Please return each entry exactly as it appears, but not the pictures.

*PROVIDED DATA*

=== Begin Enclosure ===

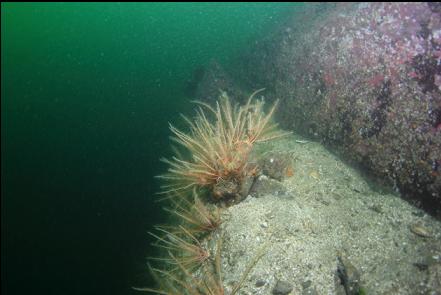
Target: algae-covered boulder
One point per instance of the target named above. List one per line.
(364, 79)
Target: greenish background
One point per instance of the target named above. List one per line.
(87, 93)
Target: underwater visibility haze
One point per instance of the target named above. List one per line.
(221, 148)
(87, 94)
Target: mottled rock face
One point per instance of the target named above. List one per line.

=== End Enclosure ===

*ANSWER SECTION*
Target: algae-covered boulder
One point per instance of the target named above. List one per line.
(364, 79)
Target: greenish background
One point per instance of the target named above. List one per line.
(87, 93)
Target: underwater visibility haze
One point per instance of the target named above. List one per line.
(221, 148)
(87, 94)
Target: mottled rock face
One point per instance of the target named above. List one per line.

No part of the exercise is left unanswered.